══ EXCERPTED DATA

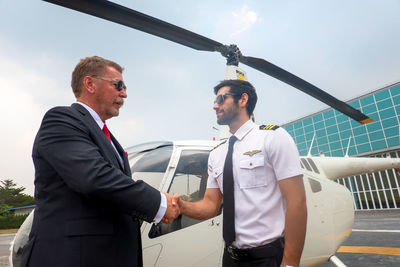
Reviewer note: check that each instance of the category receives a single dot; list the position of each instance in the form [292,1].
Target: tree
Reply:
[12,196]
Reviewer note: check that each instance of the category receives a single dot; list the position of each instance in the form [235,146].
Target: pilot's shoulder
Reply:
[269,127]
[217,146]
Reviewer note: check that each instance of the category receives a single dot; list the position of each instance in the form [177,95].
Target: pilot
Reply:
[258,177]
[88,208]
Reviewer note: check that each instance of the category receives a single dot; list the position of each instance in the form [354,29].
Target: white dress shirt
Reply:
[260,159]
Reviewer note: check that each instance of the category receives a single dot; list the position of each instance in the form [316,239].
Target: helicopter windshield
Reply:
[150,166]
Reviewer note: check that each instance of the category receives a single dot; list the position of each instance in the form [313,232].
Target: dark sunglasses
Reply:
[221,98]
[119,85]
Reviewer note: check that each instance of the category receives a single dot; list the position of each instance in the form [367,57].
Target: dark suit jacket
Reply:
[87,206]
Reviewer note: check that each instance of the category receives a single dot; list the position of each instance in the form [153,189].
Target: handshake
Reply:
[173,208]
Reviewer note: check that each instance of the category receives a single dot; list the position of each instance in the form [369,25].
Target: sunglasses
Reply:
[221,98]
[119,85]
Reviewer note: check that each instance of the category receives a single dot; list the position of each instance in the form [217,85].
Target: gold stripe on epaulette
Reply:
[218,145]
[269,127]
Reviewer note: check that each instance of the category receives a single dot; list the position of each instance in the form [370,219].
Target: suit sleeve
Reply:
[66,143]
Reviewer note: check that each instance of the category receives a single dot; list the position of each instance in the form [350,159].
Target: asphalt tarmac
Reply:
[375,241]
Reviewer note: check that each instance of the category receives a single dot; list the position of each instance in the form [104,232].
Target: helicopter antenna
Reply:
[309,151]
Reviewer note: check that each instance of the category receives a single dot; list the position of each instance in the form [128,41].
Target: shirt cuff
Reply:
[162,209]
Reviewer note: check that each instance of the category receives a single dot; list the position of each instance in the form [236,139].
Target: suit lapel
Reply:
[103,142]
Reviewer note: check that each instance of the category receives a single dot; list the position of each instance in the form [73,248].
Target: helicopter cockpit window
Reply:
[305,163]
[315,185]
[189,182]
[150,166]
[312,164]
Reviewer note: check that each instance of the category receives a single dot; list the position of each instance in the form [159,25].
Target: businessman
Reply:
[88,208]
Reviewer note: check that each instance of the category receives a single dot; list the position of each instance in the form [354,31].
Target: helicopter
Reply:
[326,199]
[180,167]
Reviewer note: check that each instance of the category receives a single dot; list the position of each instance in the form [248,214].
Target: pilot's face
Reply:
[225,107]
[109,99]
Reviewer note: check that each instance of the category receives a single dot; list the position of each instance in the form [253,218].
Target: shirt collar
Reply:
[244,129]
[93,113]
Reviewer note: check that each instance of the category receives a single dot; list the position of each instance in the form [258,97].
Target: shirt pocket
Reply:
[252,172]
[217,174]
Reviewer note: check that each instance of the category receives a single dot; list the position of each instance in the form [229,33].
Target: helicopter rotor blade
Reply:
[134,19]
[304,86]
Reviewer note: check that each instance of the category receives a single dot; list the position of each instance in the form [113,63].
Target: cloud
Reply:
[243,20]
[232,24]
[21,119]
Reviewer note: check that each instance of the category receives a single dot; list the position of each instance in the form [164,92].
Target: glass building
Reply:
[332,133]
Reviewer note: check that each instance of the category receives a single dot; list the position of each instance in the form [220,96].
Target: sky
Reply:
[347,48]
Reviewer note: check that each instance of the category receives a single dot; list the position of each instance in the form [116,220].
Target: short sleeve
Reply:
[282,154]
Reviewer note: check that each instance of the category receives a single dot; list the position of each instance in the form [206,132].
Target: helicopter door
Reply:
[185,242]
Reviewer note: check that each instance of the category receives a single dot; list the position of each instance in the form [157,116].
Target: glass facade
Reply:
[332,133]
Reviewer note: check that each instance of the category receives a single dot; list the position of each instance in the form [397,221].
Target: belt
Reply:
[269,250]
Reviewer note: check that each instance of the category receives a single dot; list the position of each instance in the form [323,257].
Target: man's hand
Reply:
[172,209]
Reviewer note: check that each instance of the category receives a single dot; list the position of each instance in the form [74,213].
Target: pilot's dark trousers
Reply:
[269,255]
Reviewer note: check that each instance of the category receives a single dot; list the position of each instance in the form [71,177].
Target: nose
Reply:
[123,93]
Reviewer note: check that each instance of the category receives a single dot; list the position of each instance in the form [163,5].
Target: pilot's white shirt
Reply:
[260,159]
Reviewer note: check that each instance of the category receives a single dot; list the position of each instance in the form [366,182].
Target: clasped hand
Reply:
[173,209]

════
══ EXCERPTED DATA

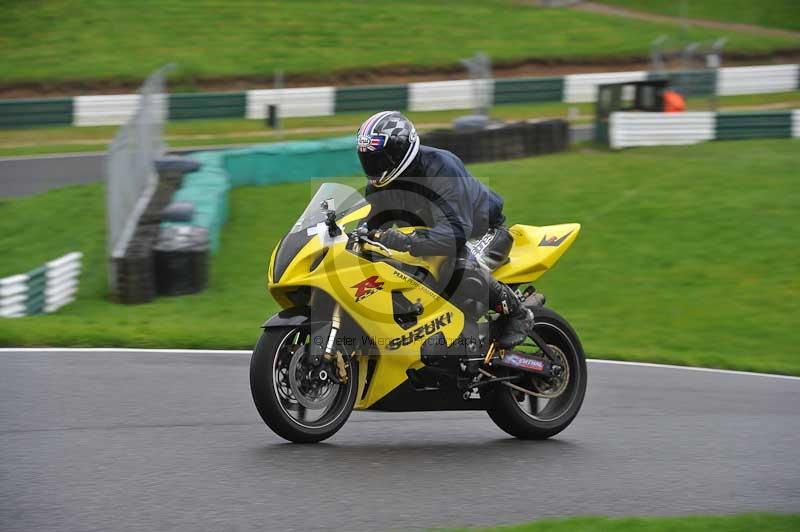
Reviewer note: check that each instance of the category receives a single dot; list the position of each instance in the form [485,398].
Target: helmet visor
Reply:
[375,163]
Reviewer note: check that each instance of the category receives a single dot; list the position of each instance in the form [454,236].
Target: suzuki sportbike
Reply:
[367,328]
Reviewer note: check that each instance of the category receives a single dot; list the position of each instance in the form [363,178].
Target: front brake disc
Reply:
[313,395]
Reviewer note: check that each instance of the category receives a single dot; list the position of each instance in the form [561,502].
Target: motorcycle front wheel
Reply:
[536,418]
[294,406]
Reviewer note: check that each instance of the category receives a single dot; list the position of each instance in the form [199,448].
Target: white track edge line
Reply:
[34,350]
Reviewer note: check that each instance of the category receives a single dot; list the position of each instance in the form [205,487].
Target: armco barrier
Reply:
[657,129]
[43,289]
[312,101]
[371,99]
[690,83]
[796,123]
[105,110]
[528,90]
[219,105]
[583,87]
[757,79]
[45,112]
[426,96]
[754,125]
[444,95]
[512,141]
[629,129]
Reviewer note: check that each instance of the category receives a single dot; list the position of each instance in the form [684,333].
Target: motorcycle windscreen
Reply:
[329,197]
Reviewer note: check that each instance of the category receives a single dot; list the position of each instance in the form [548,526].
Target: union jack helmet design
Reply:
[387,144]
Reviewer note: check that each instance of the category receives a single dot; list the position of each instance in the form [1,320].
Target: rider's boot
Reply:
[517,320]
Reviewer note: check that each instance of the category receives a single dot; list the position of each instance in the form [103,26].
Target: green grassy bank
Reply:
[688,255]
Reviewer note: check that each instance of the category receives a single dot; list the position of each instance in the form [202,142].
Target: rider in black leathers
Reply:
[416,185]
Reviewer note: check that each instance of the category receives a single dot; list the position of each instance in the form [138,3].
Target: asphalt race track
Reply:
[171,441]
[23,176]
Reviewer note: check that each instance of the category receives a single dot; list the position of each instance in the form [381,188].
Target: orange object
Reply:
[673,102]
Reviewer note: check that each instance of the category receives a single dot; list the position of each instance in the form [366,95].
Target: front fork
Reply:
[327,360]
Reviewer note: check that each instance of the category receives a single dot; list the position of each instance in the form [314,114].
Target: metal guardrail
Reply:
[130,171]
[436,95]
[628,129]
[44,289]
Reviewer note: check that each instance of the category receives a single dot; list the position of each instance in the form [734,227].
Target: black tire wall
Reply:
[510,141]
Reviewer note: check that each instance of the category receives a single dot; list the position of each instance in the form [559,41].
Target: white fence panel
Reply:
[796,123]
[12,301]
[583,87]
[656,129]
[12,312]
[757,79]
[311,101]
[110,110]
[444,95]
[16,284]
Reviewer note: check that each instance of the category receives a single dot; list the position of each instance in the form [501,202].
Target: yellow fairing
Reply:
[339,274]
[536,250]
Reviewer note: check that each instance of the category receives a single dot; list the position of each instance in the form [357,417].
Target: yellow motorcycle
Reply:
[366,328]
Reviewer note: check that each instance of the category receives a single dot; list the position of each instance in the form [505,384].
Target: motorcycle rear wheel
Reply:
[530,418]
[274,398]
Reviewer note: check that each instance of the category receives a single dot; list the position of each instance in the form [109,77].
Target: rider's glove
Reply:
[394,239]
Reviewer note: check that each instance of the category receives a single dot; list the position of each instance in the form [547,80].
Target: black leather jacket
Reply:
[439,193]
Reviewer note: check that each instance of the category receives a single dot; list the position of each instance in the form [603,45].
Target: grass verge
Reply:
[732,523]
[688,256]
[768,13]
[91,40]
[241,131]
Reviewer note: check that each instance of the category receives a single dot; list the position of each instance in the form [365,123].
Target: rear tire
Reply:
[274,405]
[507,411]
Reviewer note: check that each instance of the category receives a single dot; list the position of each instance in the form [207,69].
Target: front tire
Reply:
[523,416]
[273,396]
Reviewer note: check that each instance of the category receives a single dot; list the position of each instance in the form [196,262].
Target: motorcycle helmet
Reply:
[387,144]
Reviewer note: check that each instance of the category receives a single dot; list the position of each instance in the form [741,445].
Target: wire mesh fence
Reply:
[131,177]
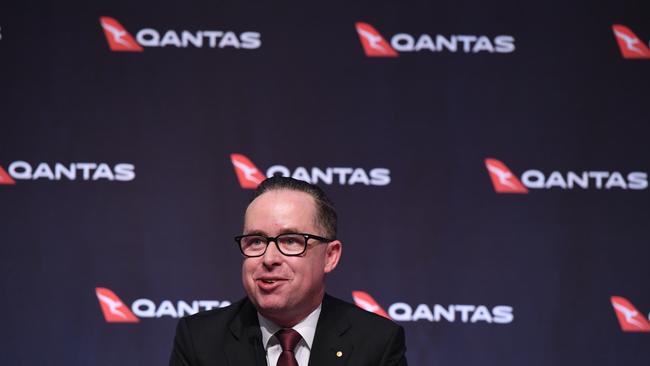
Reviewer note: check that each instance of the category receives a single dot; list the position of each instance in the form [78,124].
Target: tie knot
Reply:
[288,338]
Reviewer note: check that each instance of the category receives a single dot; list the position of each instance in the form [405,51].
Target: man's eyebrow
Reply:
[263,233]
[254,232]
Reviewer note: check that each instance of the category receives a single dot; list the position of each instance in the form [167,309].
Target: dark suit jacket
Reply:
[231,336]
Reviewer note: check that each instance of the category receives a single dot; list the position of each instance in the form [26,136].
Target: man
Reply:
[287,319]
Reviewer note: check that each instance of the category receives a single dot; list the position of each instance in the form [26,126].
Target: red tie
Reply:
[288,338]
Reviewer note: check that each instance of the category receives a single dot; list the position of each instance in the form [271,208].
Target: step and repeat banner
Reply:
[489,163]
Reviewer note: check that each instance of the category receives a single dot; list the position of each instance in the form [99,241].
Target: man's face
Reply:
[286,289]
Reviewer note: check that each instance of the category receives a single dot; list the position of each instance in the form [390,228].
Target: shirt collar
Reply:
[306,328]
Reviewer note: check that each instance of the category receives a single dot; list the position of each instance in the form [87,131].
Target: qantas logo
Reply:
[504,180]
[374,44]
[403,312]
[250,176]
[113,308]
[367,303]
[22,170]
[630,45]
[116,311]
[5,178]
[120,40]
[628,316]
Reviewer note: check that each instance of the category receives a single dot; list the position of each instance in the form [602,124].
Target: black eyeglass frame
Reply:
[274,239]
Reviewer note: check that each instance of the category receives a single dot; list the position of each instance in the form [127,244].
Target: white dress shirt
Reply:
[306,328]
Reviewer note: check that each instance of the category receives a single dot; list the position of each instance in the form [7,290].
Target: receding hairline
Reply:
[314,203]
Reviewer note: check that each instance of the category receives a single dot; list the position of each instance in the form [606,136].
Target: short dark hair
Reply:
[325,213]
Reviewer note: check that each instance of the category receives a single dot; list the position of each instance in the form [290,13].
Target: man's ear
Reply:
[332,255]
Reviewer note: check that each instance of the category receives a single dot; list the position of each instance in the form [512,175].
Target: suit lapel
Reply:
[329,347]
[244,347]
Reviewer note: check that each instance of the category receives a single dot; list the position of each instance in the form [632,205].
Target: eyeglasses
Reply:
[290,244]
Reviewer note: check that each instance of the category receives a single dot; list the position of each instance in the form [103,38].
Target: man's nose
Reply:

════
══ EXCERPTED DATA

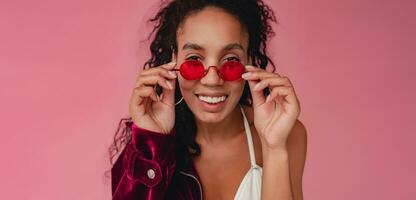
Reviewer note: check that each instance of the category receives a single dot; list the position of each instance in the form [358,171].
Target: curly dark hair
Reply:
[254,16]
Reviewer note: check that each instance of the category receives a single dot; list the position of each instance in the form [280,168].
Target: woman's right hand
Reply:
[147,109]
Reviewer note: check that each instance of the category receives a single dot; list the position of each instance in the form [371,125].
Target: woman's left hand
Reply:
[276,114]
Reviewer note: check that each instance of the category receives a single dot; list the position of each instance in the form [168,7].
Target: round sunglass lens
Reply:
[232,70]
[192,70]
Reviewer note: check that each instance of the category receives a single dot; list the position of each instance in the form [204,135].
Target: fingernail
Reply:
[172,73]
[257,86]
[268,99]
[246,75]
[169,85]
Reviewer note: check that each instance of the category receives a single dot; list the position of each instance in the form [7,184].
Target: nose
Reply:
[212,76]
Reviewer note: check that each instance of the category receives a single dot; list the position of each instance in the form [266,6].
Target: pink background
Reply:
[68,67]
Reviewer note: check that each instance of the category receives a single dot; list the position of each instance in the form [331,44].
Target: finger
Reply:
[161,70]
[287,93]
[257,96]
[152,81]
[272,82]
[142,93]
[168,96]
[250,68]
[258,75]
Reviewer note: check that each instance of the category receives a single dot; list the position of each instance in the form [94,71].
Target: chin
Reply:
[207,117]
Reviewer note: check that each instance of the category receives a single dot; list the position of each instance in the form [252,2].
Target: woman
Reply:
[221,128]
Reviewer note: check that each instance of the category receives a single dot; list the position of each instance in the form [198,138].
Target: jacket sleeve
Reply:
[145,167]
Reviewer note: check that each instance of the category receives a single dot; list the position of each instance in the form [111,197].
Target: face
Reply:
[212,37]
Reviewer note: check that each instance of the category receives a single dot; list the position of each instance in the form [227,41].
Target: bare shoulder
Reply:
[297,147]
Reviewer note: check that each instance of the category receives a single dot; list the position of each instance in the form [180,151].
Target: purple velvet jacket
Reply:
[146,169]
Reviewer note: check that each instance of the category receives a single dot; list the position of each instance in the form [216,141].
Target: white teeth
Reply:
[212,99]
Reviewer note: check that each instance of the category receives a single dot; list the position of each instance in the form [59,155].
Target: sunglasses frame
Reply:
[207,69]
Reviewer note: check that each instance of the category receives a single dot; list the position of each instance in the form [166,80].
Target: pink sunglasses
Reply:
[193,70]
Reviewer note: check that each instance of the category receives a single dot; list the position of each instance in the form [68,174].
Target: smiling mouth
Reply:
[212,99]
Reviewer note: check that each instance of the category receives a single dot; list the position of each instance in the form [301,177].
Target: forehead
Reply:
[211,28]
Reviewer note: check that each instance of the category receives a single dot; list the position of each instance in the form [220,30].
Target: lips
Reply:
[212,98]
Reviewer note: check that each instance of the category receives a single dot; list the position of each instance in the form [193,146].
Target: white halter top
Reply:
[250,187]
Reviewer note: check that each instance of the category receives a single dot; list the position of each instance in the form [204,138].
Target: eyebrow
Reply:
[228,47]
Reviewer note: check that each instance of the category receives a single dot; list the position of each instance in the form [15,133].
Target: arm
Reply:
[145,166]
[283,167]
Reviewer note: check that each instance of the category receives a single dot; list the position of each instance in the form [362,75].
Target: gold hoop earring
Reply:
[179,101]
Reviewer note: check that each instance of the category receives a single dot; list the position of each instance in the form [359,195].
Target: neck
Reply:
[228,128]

════

# WHAT YOU HAVE TO DO
Lines in the data holding the word "sleeve": count them and say how many, nothing more.

# TASK ANSWER
3